_GIVEN RECORDS:_
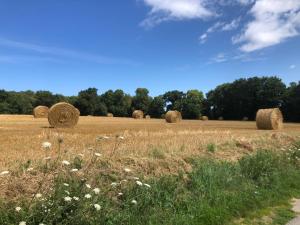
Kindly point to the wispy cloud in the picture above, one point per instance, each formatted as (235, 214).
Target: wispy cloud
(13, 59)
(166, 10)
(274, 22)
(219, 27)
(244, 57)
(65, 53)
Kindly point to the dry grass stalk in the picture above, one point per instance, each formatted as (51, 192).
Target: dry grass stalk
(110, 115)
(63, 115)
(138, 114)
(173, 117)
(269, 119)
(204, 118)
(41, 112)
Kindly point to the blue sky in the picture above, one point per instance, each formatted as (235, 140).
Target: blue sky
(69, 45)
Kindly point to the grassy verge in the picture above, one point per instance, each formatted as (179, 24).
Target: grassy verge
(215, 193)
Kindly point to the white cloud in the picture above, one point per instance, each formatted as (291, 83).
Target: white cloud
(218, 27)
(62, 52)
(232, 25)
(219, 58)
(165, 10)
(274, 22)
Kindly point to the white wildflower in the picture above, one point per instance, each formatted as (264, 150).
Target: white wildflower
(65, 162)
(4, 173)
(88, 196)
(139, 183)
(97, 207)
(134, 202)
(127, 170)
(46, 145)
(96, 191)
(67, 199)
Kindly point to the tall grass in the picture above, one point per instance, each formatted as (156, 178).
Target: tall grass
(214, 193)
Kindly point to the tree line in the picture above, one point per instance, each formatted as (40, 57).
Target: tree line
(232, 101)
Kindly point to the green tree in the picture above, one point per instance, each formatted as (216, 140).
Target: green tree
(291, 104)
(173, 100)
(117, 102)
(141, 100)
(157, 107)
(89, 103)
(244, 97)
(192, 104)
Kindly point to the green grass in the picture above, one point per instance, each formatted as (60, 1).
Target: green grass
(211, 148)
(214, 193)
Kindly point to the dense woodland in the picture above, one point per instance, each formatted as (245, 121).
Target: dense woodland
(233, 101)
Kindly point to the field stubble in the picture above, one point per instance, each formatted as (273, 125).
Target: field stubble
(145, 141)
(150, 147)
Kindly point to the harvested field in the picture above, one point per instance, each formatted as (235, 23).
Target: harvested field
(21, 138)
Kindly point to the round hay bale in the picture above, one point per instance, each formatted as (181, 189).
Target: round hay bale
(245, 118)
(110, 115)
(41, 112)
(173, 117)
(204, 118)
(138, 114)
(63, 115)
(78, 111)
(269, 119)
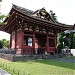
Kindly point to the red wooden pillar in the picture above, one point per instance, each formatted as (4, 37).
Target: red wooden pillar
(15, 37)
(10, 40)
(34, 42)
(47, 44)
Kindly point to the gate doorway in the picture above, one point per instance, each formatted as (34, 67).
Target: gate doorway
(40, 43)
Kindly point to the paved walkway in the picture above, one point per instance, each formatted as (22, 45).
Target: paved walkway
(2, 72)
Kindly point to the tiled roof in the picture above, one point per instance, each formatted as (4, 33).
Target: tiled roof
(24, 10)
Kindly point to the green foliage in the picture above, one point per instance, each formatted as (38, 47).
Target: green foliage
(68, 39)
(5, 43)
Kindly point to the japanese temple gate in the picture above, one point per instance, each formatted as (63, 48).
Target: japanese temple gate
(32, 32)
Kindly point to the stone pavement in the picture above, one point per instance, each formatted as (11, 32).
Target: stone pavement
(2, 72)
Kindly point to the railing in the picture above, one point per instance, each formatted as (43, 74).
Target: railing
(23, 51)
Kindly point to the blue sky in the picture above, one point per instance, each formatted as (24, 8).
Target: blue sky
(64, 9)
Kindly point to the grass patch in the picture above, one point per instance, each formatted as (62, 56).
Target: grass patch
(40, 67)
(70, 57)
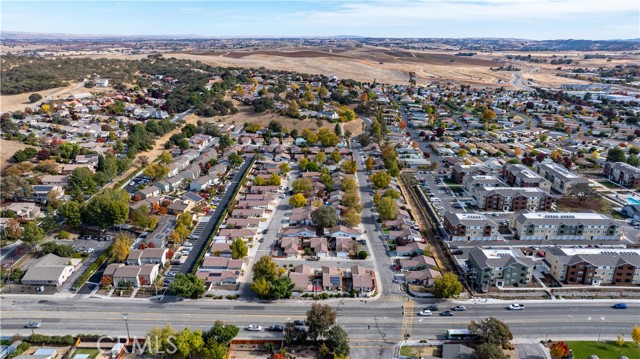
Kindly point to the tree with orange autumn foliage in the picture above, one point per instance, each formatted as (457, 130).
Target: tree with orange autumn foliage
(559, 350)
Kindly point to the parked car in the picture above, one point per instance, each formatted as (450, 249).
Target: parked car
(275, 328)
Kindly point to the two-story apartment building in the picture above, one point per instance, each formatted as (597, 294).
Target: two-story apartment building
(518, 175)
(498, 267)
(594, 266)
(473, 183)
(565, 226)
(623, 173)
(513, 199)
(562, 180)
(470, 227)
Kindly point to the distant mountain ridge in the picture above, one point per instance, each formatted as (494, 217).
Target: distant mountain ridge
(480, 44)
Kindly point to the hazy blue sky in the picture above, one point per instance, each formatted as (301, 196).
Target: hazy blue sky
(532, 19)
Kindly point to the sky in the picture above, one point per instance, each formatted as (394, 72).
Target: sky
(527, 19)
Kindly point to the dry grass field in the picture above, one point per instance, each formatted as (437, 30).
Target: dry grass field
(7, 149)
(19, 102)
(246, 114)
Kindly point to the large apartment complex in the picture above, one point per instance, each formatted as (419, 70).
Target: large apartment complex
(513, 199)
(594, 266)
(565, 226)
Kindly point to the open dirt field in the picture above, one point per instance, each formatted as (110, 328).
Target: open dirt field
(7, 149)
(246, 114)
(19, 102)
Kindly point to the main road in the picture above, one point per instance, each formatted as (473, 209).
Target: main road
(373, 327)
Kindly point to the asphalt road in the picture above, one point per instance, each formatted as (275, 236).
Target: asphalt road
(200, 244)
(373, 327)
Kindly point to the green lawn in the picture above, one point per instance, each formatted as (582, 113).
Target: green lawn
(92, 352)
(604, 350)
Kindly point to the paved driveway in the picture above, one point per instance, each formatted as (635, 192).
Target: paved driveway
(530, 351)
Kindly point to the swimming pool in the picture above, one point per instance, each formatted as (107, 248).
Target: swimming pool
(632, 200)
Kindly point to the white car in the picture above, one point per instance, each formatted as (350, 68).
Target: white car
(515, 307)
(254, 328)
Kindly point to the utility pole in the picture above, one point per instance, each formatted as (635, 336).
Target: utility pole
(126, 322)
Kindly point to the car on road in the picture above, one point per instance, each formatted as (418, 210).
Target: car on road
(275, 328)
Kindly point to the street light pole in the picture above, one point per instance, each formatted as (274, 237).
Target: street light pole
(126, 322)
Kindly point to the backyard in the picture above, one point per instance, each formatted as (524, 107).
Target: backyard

_EXERCISE GOAL:_
All of the preceding material should be output verbatim, with the pictures excluded.

_YOUR SOLUTION:_
Kindly point to the wispy cloud in the picture above, one point per instance, each formatted as (235, 214).
Target: wispy cloud
(13, 59)
(166, 10)
(274, 22)
(219, 27)
(244, 57)
(65, 53)
Kindly point to the dry grass stalk in the picture above, one point per instance, each formatted as (51, 192).
Target: dry grass stalk
(110, 115)
(63, 115)
(138, 114)
(173, 117)
(269, 119)
(204, 118)
(41, 112)
Kindly point to the blue sky in the picture above, one point per instance, each formatted as (235, 140).
Target: blue sky
(69, 45)
Kindly point to the grassy verge in the picture above, one point per instance, each formatted as (179, 24).
Target: grassy verge
(215, 193)
Kindly point to the white cloud in the picture above, one point per instance, each formatted as (291, 83).
Target: white cloud
(218, 27)
(62, 52)
(232, 25)
(219, 58)
(165, 10)
(274, 22)
Kindly point to the white wildflower in the picture above, one point per instance, each formatted as (264, 150).
Target: white wildflower
(65, 162)
(4, 173)
(88, 196)
(139, 183)
(97, 207)
(134, 202)
(127, 170)
(46, 145)
(96, 191)
(67, 199)
Kindly point to the tall grass in the picture above, one point per instance, each formatted as (156, 178).
Target: tall grass
(214, 193)
Kindly point to the tree line in the picture above, one point per instance, each formatted as (40, 57).
Target: tree line
(232, 101)
Kindly point to the green tree in the picture above, one point per instance, each formatted as (216, 140).
Target: green tree
(291, 104)
(173, 100)
(117, 102)
(141, 100)
(157, 107)
(89, 103)
(244, 97)
(192, 104)
Kindly point to the green grass in the picture above, one point per instance, each formatted as (60, 1).
Target: green grass
(211, 148)
(214, 193)
Kindly point to the dense woodland in the picture above, one point per instance, each formatted as (245, 121).
Target: dense woodland
(233, 101)
Kindly point to the field stubble in the picture above, one point per instance, each formatted as (273, 125).
Target: field stubble
(145, 141)
(150, 147)
Kindly point to the harvested field in the picture above, one point per instance, each formatted as (235, 23).
Target: harvested field
(21, 138)
Kindly point to the round hay bale in the picture above, one point per instance, each formatted as (181, 189).
Target: round hay bale
(245, 118)
(110, 115)
(41, 112)
(173, 117)
(204, 118)
(138, 114)
(63, 115)
(78, 111)
(269, 119)
Kindly point to the red wooden pillar in the picture above, one point per instance, each formatted as (4, 37).
Target: red wooden pillar
(15, 37)
(10, 40)
(34, 42)
(47, 44)
Kindly point to the gate doorway in the picture above, one point per instance, each formatted as (34, 67).
Target: gate doorway
(40, 43)
Kindly point to the paved walkway in the picture above, one point per instance, each formatted as (22, 45).
Target: paved walkway
(2, 72)
Kindly point to the tiled roof in the picture above, one point per instance, each formatted as (4, 33).
Target: tiled roof
(24, 10)
Kindly point to the green foliage in the picture above, one point per instance, each formatted as (38, 47).
Target: green foliage
(68, 39)
(5, 43)
Kindly point to the japanese temple gate in the picture above, one point per instance, each formatted as (63, 48).
Target: japanese temple gate
(32, 32)
Kindly point to the stone pavement in the picture above, one point per instance, each formatted as (11, 32).
Target: stone pavement
(2, 72)
Kindly point to the railing in the picture above, one point per instance, each formatted as (43, 74).
Target: railing
(23, 51)
Kindly point to the blue sky in the picture above, one point per instance, each formatted as (24, 8).
Target: blue sky
(64, 9)
Kindly point to the grass patch in the picture above, one point per instance, each formatted as (62, 56).
Target: grass patch
(40, 67)
(70, 57)
Kindly point to the tree with orange autumn foliage in the picture above, one point per instance, each formatted as (457, 130).
Target: tree with orange autumn foliage
(559, 350)
Kindly point to the parked car in the picture above, one point per instance, each formatted as (450, 249).
Target: parked car
(275, 328)
Kindly point to the two-story apartment building in the picture above, one point per instance, each formatted as (597, 294).
Target: two-story apartment building
(518, 175)
(498, 267)
(594, 266)
(473, 183)
(565, 226)
(623, 173)
(513, 199)
(562, 180)
(470, 227)
Kindly point to the distant mountain ridge in the picture above, one point per instance, each formatted as (494, 217).
Target: distant mountain ridge
(480, 44)
Kindly point to the hazy blue sky in the picture above, one point per instance, each formatted as (301, 196).
Target: hazy blue sky
(532, 19)
Kindly point to the sky in the picture above, one point per instance, each formatted as (394, 72).
Target: sky
(527, 19)
Kindly point to the dry grass field in the picture above, one point per instance, each formatted as (437, 30).
Target: dry grass field
(7, 149)
(19, 102)
(246, 114)
Kindly point to the large apartment complex in the picture above, one point per instance, each formatted as (419, 70).
Target: large apartment complex
(513, 199)
(594, 266)
(565, 226)
Kindly point to the open dirt field in the picture above, one point per instance, each formatted as (110, 328).
Target: open dirt field
(7, 149)
(246, 114)
(19, 102)
Kindly point to the main road in the picture above, one point per instance, each formatted as (473, 209).
Target: main road
(373, 327)
Kindly point to the asphalt road in the picture above, one point per instance, each formatted as (275, 236).
Target: asphalt road
(200, 244)
(373, 327)
Kindly point to the green lawn in the picture above, one point per instance, each formatted as (582, 113).
Target: green lawn
(92, 352)
(604, 350)
Kindly point to the paved driveway in the picture above, one point per instance, each formatted as (635, 192).
Target: paved driveway
(530, 351)
Kindly point to the swimming pool in the picture above, one point per instance, each formatted as (107, 248).
Target: swimming pool
(632, 200)
Kindly point to the white car in the picture above, one point per instance, each formatted as (350, 68).
Target: white car
(515, 307)
(254, 328)
Kindly point to the utility pole in the picture above, one point per instance, each formatted as (635, 336).
Target: utility pole
(126, 322)
Kindly point to the car on road in the picture above, one point per instance, each formatted as (418, 210).
Target: car on road
(275, 328)
Kindly point to the street light pole in the picture above, one point per instance, each formatted as (274, 237).
Target: street light pole
(126, 322)
Kindly point to the backyard in the picture above, one point per instance, each formatted as (524, 107).
Target: backyard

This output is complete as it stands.